* **What you will do**:
Find every line in the listing below that contains the string "lamp", matching case exactly, and copy each of those lines.

Point labeling examples:
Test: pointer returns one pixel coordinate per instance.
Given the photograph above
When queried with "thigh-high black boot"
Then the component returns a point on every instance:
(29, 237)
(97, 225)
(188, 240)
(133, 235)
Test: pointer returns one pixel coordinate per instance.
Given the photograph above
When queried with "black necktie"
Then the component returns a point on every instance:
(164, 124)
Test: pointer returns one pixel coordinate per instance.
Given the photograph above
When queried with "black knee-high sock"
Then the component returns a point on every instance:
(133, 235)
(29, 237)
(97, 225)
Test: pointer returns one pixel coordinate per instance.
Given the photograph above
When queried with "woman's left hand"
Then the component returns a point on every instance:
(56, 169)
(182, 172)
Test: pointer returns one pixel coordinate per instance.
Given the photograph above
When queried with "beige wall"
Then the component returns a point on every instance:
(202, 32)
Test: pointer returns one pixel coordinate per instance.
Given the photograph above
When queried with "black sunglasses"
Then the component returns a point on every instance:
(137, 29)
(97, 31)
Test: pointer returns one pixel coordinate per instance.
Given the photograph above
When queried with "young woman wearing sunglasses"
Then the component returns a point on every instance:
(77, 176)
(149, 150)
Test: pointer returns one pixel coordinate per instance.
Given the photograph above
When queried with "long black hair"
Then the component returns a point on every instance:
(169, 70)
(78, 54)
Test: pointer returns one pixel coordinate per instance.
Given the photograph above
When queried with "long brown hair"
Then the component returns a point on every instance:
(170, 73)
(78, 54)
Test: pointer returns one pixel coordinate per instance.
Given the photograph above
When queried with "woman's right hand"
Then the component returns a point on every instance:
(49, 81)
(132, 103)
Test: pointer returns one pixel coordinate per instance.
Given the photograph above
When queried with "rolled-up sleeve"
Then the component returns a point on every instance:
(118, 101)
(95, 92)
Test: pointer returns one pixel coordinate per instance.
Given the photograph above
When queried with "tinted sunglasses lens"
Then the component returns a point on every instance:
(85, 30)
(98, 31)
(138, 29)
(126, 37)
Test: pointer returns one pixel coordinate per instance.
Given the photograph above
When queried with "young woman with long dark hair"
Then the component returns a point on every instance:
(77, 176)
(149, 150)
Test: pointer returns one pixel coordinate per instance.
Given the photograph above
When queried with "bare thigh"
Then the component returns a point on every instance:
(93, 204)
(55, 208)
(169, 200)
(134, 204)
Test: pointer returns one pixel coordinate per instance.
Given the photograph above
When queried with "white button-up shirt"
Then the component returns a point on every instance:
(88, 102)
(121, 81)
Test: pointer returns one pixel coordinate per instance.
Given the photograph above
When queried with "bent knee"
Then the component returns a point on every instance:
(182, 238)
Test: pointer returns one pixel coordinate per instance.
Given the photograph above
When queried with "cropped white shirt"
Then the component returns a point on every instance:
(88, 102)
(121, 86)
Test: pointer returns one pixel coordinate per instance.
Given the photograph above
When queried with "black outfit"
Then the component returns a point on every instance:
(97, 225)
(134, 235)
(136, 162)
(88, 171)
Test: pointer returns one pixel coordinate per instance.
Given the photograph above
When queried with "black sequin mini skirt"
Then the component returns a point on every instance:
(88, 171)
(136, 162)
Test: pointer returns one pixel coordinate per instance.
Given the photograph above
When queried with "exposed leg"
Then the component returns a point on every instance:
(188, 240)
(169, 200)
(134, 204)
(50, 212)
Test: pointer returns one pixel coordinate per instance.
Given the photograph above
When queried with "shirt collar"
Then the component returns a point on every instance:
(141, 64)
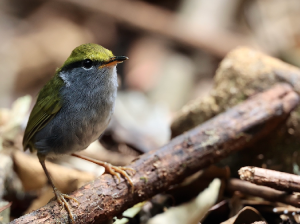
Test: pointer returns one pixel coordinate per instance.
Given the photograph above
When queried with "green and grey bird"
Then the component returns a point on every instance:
(74, 108)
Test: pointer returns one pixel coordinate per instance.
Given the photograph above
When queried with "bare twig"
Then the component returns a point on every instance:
(263, 192)
(157, 170)
(271, 178)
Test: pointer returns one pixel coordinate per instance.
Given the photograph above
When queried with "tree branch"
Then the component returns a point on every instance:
(157, 170)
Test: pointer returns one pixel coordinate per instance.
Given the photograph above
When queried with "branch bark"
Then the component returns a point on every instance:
(157, 170)
(271, 178)
(263, 192)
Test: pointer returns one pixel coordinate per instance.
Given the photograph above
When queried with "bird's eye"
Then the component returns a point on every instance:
(87, 63)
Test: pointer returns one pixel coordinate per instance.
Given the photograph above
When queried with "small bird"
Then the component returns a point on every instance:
(74, 108)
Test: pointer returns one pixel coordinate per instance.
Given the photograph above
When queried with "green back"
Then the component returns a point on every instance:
(47, 105)
(49, 102)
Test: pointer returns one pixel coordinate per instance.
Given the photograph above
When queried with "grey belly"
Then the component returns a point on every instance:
(70, 131)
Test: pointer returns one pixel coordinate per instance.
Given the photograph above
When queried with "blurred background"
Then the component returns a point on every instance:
(174, 47)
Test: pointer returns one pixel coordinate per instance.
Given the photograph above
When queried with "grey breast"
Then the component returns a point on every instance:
(88, 103)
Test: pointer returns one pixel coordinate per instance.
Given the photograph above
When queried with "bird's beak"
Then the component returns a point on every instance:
(114, 60)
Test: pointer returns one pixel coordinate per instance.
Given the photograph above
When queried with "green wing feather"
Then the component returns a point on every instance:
(46, 107)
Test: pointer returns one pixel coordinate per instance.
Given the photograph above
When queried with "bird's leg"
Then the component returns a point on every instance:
(113, 170)
(60, 197)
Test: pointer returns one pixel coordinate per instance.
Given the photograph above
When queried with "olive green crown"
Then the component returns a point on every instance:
(93, 52)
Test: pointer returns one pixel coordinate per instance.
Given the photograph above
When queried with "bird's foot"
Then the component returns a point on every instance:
(113, 170)
(61, 199)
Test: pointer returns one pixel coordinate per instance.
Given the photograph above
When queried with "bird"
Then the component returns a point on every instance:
(73, 109)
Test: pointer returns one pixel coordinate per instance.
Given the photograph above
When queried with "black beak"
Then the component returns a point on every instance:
(119, 59)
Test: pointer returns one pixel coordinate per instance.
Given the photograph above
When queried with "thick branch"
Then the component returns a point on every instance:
(157, 170)
(271, 178)
(263, 192)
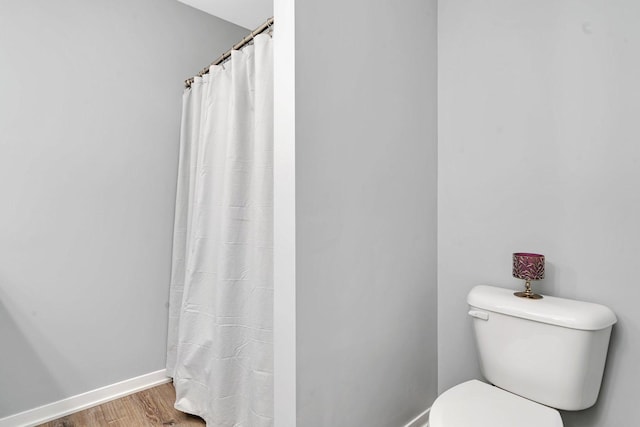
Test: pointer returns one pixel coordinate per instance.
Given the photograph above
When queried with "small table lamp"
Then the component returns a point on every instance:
(528, 267)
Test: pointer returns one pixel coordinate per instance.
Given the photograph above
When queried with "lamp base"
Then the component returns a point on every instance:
(527, 292)
(529, 295)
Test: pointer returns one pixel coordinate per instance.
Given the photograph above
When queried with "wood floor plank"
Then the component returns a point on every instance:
(152, 407)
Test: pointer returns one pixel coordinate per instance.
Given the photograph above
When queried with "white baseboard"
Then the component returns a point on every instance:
(422, 420)
(67, 406)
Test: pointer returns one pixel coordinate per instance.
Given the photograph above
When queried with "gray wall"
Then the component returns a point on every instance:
(90, 98)
(538, 151)
(365, 211)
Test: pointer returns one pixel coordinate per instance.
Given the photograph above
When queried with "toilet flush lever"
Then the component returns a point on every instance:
(483, 315)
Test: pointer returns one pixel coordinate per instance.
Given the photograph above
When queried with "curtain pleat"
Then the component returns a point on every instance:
(220, 345)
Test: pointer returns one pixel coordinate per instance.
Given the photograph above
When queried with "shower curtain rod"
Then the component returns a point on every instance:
(262, 28)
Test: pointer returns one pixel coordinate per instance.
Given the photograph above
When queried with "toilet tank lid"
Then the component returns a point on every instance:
(555, 311)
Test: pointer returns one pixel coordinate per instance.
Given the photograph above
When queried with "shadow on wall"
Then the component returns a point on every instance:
(24, 369)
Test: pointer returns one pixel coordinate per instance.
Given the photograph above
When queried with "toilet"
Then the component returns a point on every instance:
(538, 356)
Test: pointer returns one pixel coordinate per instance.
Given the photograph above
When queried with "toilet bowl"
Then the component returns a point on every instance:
(538, 356)
(477, 404)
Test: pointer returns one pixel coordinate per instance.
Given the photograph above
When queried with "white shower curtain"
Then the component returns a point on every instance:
(220, 346)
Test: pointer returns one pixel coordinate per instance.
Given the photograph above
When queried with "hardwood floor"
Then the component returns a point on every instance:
(152, 407)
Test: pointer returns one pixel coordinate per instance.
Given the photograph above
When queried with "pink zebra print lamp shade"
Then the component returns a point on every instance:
(528, 267)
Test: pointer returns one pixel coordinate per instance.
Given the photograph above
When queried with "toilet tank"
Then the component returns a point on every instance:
(551, 350)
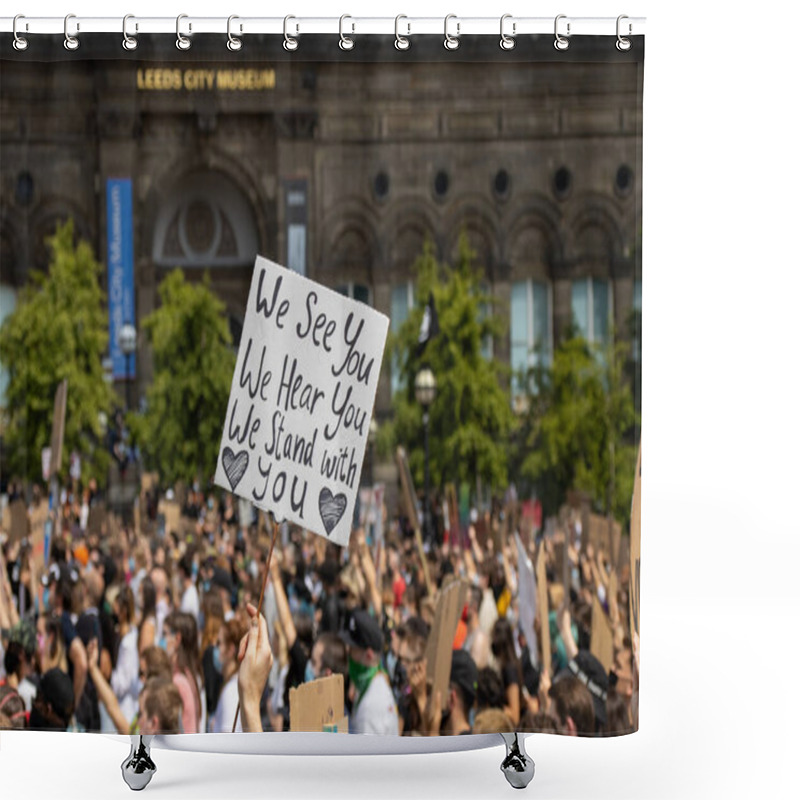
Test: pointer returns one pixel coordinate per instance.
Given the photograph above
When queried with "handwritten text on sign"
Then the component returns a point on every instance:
(301, 401)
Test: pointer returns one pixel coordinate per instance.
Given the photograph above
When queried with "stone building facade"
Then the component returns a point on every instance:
(341, 169)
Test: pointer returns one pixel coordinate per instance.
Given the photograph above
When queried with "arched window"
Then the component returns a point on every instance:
(205, 221)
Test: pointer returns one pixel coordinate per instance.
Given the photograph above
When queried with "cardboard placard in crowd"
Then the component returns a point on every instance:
(318, 706)
(301, 401)
(439, 650)
(15, 520)
(602, 636)
(542, 606)
(635, 548)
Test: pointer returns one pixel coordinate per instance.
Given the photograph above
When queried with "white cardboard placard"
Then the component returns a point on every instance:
(301, 401)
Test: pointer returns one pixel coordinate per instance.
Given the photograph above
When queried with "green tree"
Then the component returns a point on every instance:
(59, 330)
(180, 431)
(471, 417)
(580, 428)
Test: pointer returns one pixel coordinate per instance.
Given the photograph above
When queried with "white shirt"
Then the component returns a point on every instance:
(226, 708)
(376, 711)
(125, 677)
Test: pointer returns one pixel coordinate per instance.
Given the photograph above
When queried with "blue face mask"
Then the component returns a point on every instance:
(217, 659)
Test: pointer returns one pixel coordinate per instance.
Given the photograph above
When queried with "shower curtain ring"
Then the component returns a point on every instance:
(20, 42)
(70, 42)
(234, 43)
(182, 42)
(451, 42)
(623, 44)
(401, 42)
(289, 43)
(345, 42)
(507, 42)
(129, 42)
(561, 42)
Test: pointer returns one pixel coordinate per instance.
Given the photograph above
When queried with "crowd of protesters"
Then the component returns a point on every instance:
(143, 629)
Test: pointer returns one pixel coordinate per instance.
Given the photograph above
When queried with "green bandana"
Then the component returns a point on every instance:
(361, 676)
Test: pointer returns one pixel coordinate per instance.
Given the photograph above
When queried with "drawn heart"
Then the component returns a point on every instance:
(331, 508)
(235, 465)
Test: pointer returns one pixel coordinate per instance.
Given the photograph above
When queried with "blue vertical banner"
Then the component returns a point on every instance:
(119, 218)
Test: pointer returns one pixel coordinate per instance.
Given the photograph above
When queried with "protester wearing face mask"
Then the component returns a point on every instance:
(225, 655)
(180, 632)
(374, 709)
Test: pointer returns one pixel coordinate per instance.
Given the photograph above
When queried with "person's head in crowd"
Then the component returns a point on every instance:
(328, 657)
(572, 707)
(618, 712)
(54, 703)
(94, 586)
(490, 692)
(222, 584)
(124, 607)
(364, 641)
(160, 707)
(53, 651)
(230, 634)
(411, 656)
(180, 631)
(461, 695)
(160, 582)
(212, 619)
(492, 720)
(538, 722)
(154, 663)
(185, 569)
(589, 671)
(147, 590)
(12, 706)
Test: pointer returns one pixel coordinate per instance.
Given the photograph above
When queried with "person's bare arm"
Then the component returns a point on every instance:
(77, 655)
(255, 662)
(104, 691)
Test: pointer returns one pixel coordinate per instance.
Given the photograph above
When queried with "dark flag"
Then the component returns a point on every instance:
(429, 327)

* **Task result**:
When queried with "small table lamp"
When queried with "lamp base"
When queried with "pink zebra print lamp shade"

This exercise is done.